Источник
"""
Юрий Поляков: Трагедия нашего либерализма в том, что он смотрит на нашу общую страну как бы извне, глазами другой цивилизации

Константин Точилин: Это программа "Де-факто". И сегодня наш гость – главный редактор "Литературной газеты" и замечательный писатель Юрий Поляков. Юрий Михайлович, здравствуйте.

Юрий Поляков: Здравствуйте.

К.Т.: Давно мы вас хотели заполучить. И вот наконец так сложилось, что смогли вы к нам приехать. Смотрите, давайте с последних новостей начнем, потому что январь подкинул сразу несколько книжных тем, которые, мне кажется, обсудить, наверное, было бы не лишним. Во-первых, история в Коми, где сжигали книги, изданные на средства Фонда Сороса. Понятно, что Сорос – персонаж неоднозначный до крайности. Понятно, что его фонд – абсолютно иностранный агент. Но они же издавали не собрания сочинений Сороса. Они издавали вполне себе общегражданскую литературу. Это что такое и как к этому относиться в XXI веке?
"""
Необходимые действия
[1] Какую должность занимает гость программы, согласно интервью?
[2] Продолжите интервью с Юрием Поляковым, начиная сразу после последней реплики.

Предоставленные данные
"""
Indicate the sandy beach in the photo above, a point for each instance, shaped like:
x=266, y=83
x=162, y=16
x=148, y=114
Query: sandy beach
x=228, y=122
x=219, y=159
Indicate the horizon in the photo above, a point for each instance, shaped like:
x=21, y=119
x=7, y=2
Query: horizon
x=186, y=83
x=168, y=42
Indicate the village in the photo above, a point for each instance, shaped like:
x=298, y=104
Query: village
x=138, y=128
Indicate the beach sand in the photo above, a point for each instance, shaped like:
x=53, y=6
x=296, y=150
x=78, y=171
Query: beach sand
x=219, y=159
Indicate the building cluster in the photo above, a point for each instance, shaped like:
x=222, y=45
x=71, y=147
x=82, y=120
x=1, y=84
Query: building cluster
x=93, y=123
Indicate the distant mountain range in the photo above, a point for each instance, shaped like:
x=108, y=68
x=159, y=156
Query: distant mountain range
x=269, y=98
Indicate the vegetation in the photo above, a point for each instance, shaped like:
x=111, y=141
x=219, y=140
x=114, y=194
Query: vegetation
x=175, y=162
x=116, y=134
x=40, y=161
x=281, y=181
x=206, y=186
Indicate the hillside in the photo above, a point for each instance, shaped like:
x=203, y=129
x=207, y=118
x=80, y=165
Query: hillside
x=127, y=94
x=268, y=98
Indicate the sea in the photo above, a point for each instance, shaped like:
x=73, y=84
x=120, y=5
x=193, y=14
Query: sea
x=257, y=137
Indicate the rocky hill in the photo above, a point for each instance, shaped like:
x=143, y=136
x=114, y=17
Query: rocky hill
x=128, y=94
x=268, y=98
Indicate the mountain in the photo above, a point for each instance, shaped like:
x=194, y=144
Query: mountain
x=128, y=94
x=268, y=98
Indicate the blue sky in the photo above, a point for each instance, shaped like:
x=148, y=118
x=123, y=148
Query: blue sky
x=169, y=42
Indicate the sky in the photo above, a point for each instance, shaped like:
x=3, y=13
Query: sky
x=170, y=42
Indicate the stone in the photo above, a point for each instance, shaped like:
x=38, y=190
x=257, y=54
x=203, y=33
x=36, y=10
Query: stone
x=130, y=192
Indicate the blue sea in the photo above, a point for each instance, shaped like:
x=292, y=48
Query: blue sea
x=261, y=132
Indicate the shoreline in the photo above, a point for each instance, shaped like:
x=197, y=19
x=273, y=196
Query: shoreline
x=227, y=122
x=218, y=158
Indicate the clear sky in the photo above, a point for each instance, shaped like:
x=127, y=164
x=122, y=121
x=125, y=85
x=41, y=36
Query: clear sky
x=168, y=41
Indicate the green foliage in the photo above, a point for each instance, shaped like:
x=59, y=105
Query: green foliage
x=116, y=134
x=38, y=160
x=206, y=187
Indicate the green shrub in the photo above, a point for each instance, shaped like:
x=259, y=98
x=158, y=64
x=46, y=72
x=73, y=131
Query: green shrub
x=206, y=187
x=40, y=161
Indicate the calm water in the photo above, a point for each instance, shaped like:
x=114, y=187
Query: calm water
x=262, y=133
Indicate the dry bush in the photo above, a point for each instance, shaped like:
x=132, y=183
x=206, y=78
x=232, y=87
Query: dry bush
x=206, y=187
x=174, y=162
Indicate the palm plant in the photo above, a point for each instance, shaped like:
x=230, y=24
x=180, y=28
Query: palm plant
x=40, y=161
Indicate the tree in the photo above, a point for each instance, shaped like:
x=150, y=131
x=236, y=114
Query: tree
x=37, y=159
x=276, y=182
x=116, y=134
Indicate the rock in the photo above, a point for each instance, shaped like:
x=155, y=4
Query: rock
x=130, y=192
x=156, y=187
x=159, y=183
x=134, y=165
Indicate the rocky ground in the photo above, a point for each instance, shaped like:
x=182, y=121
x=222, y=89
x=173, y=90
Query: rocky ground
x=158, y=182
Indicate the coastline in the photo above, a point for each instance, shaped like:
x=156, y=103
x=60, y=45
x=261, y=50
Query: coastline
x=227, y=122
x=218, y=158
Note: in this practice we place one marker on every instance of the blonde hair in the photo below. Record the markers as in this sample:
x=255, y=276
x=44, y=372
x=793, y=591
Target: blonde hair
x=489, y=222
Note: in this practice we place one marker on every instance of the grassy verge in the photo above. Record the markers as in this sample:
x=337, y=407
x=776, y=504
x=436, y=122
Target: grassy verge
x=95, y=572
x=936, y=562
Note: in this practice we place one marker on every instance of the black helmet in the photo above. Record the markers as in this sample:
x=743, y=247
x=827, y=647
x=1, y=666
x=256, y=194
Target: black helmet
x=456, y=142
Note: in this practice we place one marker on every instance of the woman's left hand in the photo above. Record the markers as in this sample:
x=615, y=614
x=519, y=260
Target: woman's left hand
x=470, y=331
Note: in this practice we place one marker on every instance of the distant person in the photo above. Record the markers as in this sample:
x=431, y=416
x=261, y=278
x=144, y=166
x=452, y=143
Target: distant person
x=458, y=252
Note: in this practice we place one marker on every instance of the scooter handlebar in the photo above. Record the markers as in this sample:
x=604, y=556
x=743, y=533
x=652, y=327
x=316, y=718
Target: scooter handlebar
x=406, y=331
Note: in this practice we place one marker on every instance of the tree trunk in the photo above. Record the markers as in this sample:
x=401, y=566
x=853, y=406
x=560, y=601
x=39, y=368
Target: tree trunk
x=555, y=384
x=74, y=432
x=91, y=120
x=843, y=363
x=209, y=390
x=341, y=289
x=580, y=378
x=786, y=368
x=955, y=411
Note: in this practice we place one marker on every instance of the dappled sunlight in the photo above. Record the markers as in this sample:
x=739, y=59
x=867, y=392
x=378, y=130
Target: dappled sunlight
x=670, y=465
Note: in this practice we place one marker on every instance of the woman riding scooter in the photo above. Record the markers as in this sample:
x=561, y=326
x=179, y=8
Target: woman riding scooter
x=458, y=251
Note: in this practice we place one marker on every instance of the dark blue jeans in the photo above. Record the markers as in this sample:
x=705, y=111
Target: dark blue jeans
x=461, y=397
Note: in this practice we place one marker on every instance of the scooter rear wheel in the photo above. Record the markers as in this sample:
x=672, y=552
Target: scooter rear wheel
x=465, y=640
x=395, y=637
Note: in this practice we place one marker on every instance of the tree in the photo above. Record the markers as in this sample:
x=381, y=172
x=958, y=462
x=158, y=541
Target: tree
"""
"""
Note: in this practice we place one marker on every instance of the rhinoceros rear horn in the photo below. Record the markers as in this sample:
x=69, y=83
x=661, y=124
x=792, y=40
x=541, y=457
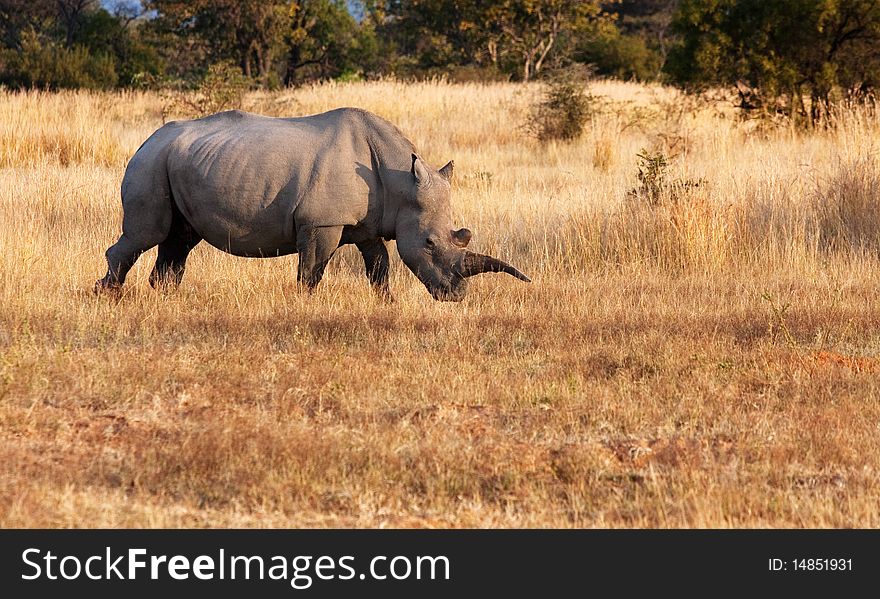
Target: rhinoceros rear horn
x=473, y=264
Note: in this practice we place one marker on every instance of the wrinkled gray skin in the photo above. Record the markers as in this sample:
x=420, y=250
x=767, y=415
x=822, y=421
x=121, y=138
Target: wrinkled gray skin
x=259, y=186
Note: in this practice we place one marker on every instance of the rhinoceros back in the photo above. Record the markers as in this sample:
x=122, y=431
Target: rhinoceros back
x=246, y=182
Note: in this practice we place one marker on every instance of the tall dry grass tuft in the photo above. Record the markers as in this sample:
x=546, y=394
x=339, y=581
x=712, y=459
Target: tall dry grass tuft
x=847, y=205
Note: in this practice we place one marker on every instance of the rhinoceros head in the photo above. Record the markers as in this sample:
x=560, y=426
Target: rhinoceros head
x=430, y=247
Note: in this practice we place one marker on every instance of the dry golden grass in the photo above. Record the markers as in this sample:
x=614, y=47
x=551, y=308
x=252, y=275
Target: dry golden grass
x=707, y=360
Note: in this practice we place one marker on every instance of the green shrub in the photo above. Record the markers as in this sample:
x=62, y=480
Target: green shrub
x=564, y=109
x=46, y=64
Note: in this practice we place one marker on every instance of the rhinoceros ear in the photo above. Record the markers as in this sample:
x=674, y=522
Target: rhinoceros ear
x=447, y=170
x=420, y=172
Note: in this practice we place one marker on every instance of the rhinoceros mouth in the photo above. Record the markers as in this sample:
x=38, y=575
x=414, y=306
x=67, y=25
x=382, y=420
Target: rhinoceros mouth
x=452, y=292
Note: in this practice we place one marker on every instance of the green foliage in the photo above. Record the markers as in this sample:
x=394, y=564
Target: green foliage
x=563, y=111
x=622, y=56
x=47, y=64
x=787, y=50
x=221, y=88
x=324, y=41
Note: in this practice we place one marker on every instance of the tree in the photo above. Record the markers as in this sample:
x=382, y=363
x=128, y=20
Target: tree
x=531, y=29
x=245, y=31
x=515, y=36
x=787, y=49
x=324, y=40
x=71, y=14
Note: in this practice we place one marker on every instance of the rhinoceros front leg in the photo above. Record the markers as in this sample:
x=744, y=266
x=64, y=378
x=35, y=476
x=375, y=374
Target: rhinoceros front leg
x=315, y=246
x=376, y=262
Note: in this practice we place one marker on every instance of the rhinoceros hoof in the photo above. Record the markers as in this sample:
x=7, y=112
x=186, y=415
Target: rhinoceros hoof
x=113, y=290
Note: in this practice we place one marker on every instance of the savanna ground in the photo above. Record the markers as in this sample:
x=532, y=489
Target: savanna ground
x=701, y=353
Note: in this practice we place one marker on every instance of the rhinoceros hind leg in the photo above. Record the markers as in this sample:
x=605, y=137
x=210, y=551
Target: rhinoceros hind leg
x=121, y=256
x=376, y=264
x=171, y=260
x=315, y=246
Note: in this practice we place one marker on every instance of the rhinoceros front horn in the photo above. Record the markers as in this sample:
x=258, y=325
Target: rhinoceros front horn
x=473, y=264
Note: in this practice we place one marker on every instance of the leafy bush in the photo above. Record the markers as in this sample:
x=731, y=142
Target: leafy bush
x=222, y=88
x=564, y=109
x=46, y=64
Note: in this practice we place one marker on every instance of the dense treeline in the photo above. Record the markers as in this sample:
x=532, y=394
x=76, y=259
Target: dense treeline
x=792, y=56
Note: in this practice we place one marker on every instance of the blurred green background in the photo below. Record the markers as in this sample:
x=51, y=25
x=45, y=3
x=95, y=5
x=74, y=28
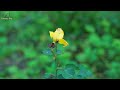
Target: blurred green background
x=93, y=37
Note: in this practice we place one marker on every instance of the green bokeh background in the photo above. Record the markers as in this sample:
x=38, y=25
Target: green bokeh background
"""
Ответы по порядку
[1] Главный редактор «Литературной газеты».

[2]
Ю.П.: К этому надо относиться абсолютно спокойно, потому что книги Сороса так широко у нас издавались. И действительно во многом ведь библиотеки комплектовались. Давайте уж вспомним все, как было на самом деле. Сорос финансировал комплектацию наших библиотек. Не полностью, но в значительной степени. Но при условии, что будут браться книги определенного направления. Сорос финансировал издание толстых журналов, но только либерального направления. Скажем, журналу "Знамя" он давал деньги, журналу "Москва" он не давал деньги. И, конечно, я сталкивался с соросовской продукцией. Там была странная история. Там были довольно интересные иногда издания. Например, были такие издания: "Кто победил на прохоровском поле?". И эта книга за счет Сороса шла в фонд детско-юношеской библиотеки. Я все-таки думаю, что наше молодое поколение надо воспитывать не на вопросе "кто победил?", а на ответе. Или, например, если брать исторические издания, да, поддерживали даже академические исторические издания. Но что интересно, скажем, если это касалось древнерусского периода, древнейшего периода нашей истории, то поддерживались авторы, все-таки склонные к норманнской теории. А, скажем, противники норманнской теории не поддерживались. Поэтому я считаю, что, конечно, жечь ничего не надо.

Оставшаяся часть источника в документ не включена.